Start of The data
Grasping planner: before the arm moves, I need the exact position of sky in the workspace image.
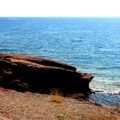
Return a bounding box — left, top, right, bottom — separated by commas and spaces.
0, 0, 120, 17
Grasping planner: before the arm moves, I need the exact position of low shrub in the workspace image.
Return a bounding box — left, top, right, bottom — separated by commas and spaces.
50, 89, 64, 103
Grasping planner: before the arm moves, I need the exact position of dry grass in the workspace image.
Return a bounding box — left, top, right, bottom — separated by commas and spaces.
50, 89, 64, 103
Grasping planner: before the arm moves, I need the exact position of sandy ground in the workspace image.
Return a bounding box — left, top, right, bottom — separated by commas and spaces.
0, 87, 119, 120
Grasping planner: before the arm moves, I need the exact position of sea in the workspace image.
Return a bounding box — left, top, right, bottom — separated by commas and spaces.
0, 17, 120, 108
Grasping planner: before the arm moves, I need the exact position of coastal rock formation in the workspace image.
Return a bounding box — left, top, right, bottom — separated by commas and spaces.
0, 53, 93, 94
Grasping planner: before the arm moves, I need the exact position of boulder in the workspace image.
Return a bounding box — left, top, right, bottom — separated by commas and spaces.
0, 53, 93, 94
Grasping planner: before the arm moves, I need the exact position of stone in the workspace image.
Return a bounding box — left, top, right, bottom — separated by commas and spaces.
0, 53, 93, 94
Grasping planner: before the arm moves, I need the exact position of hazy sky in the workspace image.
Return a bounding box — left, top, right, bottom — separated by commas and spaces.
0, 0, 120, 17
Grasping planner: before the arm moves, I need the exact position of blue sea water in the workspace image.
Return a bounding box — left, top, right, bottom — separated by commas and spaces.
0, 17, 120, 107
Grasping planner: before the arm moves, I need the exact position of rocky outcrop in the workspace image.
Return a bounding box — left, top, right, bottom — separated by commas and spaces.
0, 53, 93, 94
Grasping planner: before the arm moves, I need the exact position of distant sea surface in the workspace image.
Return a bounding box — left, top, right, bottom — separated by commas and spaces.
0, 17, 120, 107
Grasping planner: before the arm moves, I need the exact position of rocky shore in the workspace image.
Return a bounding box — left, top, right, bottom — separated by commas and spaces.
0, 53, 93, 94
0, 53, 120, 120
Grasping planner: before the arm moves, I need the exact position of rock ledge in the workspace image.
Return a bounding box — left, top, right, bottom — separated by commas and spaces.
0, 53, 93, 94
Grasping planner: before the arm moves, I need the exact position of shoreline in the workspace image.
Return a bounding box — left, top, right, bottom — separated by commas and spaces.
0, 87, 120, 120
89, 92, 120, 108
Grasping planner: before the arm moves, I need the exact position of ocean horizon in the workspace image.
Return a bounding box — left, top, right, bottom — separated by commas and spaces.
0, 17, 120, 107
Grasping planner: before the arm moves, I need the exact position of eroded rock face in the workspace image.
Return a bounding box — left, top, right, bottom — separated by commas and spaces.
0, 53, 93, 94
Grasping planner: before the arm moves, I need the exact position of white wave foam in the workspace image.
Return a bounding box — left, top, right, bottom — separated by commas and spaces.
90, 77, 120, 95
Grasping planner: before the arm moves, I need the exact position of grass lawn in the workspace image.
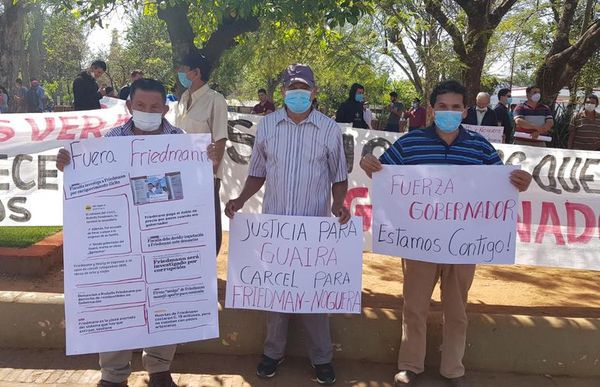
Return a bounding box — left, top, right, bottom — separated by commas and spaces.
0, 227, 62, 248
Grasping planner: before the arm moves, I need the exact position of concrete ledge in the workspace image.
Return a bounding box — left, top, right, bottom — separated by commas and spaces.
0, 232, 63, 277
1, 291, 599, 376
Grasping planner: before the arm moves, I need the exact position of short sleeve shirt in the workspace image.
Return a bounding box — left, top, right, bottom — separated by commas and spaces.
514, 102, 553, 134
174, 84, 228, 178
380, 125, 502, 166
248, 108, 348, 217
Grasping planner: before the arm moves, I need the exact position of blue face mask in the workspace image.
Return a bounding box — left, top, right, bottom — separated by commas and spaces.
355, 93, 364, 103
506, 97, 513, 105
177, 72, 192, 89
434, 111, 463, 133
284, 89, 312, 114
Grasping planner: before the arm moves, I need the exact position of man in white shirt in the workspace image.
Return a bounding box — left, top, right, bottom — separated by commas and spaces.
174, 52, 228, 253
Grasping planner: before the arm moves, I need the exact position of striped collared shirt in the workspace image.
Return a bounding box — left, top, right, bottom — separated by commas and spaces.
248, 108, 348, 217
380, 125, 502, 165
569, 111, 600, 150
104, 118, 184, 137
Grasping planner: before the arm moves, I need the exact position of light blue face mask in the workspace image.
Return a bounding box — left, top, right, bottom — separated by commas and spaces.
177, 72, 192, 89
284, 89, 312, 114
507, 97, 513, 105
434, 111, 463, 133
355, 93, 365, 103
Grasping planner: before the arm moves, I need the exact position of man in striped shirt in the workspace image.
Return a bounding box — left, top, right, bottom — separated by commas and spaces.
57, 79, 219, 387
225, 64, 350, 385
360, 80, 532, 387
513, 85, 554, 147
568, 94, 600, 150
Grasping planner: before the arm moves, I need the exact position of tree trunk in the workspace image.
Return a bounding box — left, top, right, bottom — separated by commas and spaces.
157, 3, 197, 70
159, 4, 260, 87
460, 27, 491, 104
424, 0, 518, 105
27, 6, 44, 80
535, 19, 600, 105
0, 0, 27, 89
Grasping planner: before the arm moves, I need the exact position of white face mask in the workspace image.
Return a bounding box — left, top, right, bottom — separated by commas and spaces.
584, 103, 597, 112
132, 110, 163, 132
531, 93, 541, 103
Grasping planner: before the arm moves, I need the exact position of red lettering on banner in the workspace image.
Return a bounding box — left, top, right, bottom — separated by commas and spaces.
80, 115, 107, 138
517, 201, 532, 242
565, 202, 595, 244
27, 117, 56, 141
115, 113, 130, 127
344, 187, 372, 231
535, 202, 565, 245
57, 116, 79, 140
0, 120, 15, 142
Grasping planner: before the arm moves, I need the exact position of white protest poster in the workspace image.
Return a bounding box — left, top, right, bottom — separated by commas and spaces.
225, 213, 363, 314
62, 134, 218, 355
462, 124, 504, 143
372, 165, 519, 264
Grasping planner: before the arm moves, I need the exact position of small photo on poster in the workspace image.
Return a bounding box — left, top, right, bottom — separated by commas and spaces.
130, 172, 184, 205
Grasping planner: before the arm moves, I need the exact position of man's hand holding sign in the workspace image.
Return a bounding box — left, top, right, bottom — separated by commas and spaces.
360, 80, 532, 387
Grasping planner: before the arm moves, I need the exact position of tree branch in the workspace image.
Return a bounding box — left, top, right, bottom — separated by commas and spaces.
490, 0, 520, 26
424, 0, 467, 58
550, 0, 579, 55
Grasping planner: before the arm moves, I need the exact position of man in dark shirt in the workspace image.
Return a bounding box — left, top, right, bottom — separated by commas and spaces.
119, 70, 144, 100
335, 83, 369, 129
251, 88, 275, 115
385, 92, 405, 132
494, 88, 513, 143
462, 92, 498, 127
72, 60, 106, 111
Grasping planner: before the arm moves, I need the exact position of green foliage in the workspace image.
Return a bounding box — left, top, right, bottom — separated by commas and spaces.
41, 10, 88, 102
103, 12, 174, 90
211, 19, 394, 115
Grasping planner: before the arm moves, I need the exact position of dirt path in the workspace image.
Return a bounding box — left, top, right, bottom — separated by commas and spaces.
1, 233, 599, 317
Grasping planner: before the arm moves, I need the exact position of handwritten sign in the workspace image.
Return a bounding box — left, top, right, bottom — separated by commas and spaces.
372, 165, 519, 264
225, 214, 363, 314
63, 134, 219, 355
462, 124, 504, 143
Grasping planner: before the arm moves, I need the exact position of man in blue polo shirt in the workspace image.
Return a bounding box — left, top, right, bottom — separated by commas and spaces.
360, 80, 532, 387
End of The data
Start of The data
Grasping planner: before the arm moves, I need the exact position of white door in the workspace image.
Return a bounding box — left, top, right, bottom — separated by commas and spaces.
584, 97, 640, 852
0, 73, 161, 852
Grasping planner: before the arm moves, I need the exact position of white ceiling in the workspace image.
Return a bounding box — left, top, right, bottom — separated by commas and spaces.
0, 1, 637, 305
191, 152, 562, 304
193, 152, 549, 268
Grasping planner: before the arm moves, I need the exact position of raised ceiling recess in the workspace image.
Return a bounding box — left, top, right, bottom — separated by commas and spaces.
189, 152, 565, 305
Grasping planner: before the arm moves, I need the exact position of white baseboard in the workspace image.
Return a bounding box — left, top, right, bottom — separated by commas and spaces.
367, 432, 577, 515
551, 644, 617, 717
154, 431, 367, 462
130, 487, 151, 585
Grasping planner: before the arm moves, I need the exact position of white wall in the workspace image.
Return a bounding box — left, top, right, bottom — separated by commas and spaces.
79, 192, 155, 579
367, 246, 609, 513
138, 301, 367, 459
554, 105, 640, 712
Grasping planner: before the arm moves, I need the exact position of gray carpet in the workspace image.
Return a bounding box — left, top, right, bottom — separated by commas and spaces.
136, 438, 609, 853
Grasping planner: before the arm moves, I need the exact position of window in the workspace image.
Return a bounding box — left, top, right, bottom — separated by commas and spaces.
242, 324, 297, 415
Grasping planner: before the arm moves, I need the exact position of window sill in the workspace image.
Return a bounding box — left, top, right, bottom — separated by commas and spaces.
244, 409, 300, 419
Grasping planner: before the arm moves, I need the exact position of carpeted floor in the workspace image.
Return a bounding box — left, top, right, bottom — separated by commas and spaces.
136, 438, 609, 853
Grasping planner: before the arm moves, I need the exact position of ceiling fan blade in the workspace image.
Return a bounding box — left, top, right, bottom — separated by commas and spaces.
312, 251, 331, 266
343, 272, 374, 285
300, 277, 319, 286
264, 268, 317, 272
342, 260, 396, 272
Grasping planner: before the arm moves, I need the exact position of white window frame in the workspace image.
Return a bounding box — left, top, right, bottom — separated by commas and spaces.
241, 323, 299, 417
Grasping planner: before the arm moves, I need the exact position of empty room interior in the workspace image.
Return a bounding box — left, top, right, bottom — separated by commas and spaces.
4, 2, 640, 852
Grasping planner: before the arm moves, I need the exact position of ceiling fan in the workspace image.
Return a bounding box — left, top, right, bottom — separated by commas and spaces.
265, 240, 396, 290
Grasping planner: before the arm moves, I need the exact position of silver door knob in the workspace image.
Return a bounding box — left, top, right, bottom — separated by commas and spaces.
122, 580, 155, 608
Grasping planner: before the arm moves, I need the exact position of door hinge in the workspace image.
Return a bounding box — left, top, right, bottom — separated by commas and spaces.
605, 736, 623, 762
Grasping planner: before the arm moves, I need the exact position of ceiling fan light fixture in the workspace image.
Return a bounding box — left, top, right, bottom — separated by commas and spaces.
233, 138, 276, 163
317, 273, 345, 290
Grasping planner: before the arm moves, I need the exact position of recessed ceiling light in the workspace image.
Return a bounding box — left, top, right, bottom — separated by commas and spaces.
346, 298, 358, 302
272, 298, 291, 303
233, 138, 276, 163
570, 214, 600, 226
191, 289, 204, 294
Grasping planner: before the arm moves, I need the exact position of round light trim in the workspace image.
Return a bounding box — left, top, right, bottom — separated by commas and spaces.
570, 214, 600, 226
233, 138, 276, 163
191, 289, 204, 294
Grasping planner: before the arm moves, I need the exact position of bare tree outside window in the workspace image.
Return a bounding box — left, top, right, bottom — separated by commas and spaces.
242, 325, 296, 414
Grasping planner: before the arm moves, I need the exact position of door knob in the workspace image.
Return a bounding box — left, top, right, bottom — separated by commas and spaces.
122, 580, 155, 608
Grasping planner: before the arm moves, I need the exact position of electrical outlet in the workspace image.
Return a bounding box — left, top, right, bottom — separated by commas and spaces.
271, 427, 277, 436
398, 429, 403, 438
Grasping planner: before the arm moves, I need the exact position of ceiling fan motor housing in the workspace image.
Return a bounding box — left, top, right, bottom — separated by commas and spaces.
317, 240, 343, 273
End of The data
Start of The data
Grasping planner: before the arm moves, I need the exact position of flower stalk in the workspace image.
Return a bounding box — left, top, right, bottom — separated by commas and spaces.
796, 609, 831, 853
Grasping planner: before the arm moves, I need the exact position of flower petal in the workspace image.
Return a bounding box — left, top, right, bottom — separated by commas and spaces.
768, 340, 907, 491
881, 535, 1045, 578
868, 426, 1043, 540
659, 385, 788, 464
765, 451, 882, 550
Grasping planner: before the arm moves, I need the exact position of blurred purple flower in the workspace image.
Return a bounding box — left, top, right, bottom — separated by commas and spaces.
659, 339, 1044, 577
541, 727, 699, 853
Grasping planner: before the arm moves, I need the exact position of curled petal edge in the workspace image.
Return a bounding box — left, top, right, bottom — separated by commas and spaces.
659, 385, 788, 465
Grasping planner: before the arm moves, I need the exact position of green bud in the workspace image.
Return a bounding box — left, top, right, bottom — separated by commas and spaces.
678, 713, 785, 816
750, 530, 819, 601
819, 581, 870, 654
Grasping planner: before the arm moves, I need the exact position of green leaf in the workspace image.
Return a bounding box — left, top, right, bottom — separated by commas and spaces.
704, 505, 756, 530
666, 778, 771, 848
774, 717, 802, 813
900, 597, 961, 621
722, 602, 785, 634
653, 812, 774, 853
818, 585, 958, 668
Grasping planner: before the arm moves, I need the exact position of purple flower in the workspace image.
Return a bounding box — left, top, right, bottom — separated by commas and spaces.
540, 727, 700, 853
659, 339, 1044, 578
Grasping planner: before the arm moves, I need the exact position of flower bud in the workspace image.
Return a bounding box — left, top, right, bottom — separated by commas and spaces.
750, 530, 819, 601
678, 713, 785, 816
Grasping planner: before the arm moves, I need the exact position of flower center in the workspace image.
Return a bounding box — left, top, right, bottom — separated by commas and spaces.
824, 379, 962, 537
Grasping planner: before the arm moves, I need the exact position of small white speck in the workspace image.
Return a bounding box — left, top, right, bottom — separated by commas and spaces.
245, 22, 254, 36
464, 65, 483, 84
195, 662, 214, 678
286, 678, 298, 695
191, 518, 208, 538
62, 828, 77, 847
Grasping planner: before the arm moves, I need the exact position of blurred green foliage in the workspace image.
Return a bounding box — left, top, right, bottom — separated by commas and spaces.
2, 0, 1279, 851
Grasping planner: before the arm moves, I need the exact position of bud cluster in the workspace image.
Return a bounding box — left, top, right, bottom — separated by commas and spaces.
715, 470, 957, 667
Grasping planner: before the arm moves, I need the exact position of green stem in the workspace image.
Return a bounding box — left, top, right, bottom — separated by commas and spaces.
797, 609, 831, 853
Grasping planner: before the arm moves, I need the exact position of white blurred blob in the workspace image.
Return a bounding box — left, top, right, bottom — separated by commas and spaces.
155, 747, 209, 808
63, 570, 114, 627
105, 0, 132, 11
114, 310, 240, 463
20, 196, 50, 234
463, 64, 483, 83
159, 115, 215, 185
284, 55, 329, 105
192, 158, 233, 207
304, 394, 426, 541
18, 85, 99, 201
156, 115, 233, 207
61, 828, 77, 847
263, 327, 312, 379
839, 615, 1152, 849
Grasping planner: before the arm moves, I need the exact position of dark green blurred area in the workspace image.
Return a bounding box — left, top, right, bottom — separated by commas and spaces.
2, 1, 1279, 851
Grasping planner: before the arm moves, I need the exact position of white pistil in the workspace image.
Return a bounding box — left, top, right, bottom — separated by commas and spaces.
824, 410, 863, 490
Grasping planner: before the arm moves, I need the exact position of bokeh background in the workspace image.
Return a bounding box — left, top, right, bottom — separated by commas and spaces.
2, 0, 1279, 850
End of The data
What to work on: List each line of the entries that holds the string "door".

Response box:
Grasping planner: before the arm moves, I need the exact position of white door in the workspace image.
Grasping planner: before the arm moves, I need the exact position of silver door knob in the workspace image.
Grasping planner: before the arm moves, I need the exact position of door hinge in the workspace image.
Grasping planner: before the arm moves, I need the exact position of door knob in the workspace image.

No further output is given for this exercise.